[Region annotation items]
::::::::::

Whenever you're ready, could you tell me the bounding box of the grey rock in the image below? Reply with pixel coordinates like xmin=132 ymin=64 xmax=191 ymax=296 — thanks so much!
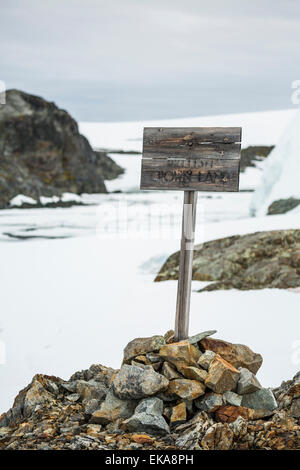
xmin=155 ymin=229 xmax=300 ymax=294
xmin=223 ymin=391 xmax=243 ymax=406
xmin=291 ymin=398 xmax=300 ymax=418
xmin=84 ymin=398 xmax=100 ymax=416
xmin=90 ymin=390 xmax=137 ymax=424
xmin=66 ymin=393 xmax=80 ymax=402
xmin=242 ymin=388 xmax=277 ymax=411
xmin=0 ymin=90 xmax=121 ymax=207
xmin=123 ymin=335 xmax=166 ymax=364
xmin=146 ymin=353 xmax=162 ymax=363
xmin=76 ymin=380 xmax=107 ymax=400
xmin=189 ymin=330 xmax=217 ymax=344
xmin=237 ymin=367 xmax=262 ymax=395
xmin=194 ymin=392 xmax=224 ymax=413
xmin=61 ymin=380 xmax=77 ymax=393
xmin=112 ymin=365 xmax=169 ymax=399
xmin=161 ymin=361 xmax=182 ymax=380
xmin=197 ymin=350 xmax=216 ymax=370
xmin=123 ymin=397 xmax=170 ymax=435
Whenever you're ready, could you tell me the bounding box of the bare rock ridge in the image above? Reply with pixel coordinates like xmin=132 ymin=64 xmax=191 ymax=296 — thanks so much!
xmin=0 ymin=90 xmax=123 ymax=208
xmin=0 ymin=331 xmax=300 ymax=450
xmin=155 ymin=229 xmax=300 ymax=291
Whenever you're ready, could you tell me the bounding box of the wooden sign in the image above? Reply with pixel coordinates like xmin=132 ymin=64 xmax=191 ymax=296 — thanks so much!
xmin=141 ymin=127 xmax=241 ymax=191
xmin=140 ymin=127 xmax=242 ymax=341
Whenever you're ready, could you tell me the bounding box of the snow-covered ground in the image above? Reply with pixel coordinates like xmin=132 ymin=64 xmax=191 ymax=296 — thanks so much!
xmin=0 ymin=110 xmax=300 ymax=413
xmin=250 ymin=109 xmax=300 ymax=214
xmin=79 ymin=108 xmax=296 ymax=151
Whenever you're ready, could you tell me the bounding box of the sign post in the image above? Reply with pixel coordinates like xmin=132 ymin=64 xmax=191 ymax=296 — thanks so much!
xmin=140 ymin=127 xmax=241 ymax=341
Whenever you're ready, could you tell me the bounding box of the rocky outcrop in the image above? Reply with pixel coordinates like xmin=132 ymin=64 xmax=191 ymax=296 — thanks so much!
xmin=0 ymin=90 xmax=122 ymax=208
xmin=0 ymin=332 xmax=300 ymax=450
xmin=155 ymin=230 xmax=300 ymax=292
xmin=267 ymin=197 xmax=300 ymax=215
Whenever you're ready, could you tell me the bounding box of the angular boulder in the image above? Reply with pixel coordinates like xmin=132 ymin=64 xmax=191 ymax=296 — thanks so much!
xmin=223 ymin=391 xmax=243 ymax=406
xmin=215 ymin=405 xmax=249 ymax=423
xmin=181 ymin=366 xmax=207 ymax=382
xmin=237 ymin=367 xmax=262 ymax=395
xmin=198 ymin=350 xmax=216 ymax=370
xmin=161 ymin=361 xmax=182 ymax=380
xmin=242 ymin=388 xmax=277 ymax=411
xmin=195 ymin=392 xmax=224 ymax=413
xmin=123 ymin=397 xmax=170 ymax=435
xmin=159 ymin=339 xmax=201 ymax=372
xmin=201 ymin=423 xmax=234 ymax=450
xmin=170 ymin=402 xmax=187 ymax=426
xmin=112 ymin=365 xmax=169 ymax=399
xmin=167 ymin=379 xmax=205 ymax=400
xmin=201 ymin=338 xmax=263 ymax=374
xmin=90 ymin=391 xmax=137 ymax=424
xmin=188 ymin=330 xmax=217 ymax=344
xmin=205 ymin=354 xmax=239 ymax=393
xmin=123 ymin=335 xmax=165 ymax=364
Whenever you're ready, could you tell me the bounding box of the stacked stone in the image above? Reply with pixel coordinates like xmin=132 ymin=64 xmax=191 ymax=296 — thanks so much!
xmin=91 ymin=331 xmax=277 ymax=435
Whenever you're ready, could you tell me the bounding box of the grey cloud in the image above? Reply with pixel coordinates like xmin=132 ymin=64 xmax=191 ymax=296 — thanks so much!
xmin=0 ymin=0 xmax=300 ymax=120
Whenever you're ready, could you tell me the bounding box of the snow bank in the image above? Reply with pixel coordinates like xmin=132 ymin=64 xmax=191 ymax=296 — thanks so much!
xmin=250 ymin=109 xmax=300 ymax=215
xmin=79 ymin=109 xmax=296 ymax=152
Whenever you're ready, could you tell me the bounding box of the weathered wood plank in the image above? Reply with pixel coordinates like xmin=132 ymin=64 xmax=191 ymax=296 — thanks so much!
xmin=143 ymin=142 xmax=241 ymax=160
xmin=140 ymin=158 xmax=239 ymax=191
xmin=174 ymin=191 xmax=197 ymax=341
xmin=143 ymin=127 xmax=242 ymax=152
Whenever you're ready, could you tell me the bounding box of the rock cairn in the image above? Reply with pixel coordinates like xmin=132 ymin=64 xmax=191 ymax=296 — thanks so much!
xmin=0 ymin=331 xmax=300 ymax=450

::::::::::

> _AIM OF THE TASK_:
Locate each line in the items above that contains the string "snow", and copy those lines in full.

> _SOLUTION FOR THIS PROBLEM_:
Whenever you're ready, could you tell me the bounding box of the snow-covered ground in the image above? Reply with pixel coordinates like xmin=132 ymin=64 xmax=191 ymax=296 — thanks so much!
Whenever you're ready, could you tell me the bounding box of the snow bank in the image above? Reply with pixel coordinates like xmin=132 ymin=64 xmax=191 ymax=296 — thanks so much!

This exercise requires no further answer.